Challenge - Collect every line in the listing below that contains the string "child", matching case exactly.

Dataset rows
━━━━━━━━

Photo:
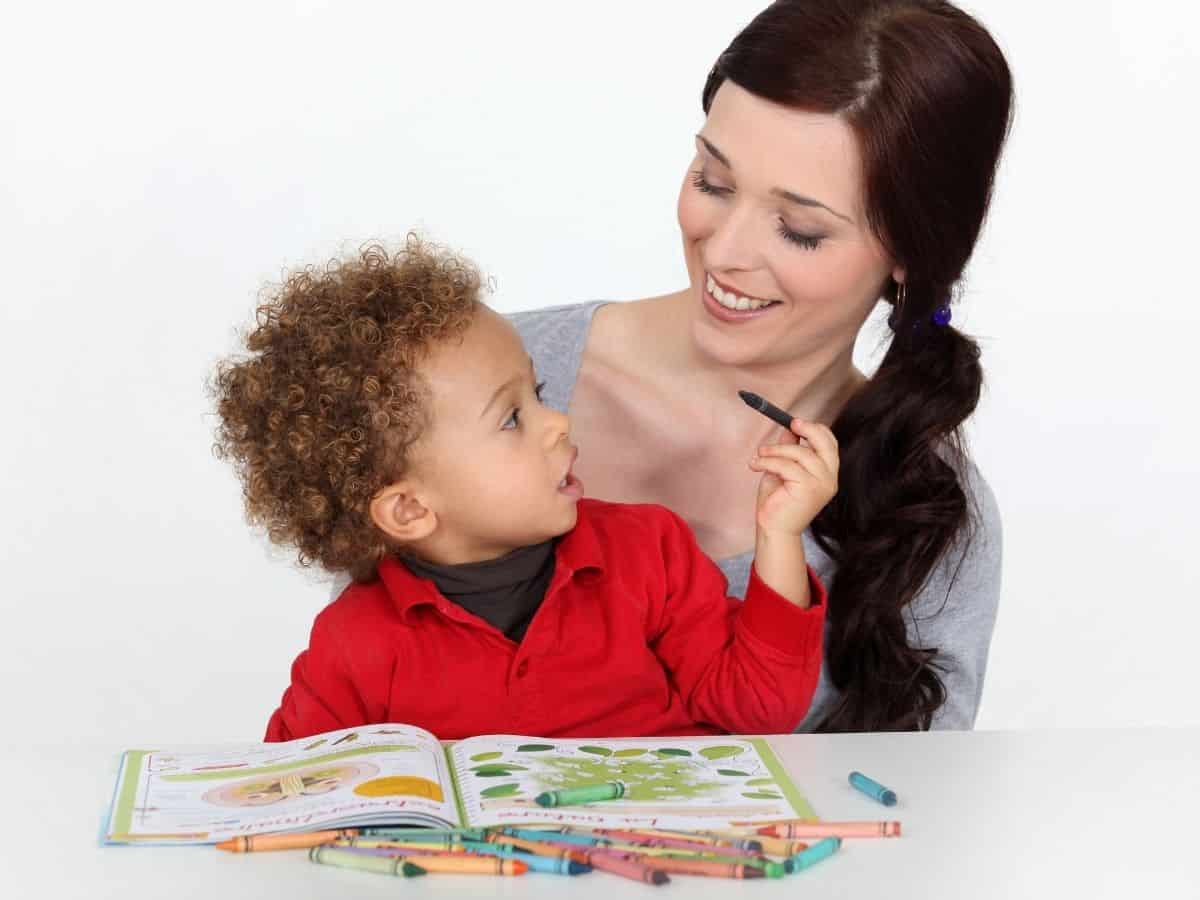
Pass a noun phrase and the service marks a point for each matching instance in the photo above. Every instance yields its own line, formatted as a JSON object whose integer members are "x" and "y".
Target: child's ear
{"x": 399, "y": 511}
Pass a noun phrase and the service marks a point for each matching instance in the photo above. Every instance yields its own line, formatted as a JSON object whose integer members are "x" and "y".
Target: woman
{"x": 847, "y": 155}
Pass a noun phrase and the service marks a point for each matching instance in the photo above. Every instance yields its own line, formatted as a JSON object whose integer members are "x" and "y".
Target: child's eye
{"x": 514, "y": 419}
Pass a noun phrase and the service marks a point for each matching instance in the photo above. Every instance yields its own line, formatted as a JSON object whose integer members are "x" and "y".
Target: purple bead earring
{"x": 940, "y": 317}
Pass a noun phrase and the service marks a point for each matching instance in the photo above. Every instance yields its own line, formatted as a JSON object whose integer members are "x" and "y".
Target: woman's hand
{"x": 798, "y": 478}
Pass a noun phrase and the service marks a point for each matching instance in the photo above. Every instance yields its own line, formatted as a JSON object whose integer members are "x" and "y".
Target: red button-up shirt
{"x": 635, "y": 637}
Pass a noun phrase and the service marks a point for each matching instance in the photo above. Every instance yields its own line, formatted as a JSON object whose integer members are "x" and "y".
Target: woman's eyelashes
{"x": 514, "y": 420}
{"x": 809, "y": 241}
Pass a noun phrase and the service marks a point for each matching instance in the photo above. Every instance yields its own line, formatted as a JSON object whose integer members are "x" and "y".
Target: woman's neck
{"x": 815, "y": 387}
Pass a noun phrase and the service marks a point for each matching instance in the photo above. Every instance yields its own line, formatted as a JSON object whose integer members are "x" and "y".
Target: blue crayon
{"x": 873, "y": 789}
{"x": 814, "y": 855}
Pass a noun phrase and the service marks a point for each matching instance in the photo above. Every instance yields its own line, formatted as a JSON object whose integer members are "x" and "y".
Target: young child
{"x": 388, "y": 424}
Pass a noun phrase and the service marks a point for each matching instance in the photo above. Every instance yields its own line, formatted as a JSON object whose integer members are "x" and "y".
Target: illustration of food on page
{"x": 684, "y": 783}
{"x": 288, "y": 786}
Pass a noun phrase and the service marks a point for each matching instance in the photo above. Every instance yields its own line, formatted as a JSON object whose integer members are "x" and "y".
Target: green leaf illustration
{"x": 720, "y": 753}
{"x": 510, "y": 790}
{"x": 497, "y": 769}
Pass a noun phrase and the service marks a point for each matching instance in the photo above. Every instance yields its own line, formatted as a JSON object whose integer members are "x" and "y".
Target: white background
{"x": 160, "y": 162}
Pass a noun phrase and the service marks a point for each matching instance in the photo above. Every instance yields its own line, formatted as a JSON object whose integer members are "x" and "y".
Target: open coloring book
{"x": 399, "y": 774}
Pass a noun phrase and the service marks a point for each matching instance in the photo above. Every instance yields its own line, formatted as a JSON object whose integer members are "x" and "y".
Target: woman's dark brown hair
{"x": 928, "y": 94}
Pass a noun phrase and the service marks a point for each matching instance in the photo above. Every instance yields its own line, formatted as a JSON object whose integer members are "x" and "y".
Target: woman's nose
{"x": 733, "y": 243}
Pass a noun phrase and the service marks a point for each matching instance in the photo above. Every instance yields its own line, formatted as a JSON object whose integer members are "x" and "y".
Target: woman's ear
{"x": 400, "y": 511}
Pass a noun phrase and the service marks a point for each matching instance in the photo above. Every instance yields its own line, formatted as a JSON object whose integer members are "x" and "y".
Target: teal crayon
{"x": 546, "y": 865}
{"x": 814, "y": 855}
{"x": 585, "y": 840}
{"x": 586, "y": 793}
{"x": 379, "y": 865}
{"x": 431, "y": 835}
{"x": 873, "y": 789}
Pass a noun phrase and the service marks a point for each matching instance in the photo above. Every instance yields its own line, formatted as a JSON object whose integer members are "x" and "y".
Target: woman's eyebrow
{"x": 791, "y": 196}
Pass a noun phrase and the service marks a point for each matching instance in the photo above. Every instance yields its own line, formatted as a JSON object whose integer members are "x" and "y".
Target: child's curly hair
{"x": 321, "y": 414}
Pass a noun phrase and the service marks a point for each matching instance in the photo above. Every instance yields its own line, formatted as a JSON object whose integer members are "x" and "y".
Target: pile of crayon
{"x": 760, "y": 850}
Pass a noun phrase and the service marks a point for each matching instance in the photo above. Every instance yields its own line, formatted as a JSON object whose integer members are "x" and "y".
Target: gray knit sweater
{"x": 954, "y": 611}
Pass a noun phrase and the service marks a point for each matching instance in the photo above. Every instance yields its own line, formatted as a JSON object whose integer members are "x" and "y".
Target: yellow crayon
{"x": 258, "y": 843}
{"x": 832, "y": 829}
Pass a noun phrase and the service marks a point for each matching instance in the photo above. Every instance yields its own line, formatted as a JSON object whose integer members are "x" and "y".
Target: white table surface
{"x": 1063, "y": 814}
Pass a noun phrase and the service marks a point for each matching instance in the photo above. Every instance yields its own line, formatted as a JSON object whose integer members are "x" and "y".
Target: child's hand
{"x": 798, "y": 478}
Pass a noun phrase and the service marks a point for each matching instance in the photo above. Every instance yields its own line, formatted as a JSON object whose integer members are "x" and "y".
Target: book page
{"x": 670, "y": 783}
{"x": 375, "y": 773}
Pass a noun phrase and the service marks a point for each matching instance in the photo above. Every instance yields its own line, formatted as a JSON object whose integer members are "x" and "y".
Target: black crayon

━━━━━━━━

Task result -
Target: child's ear
Target: child's eye
Target: young child
Target: child's curly hair
Target: child's hand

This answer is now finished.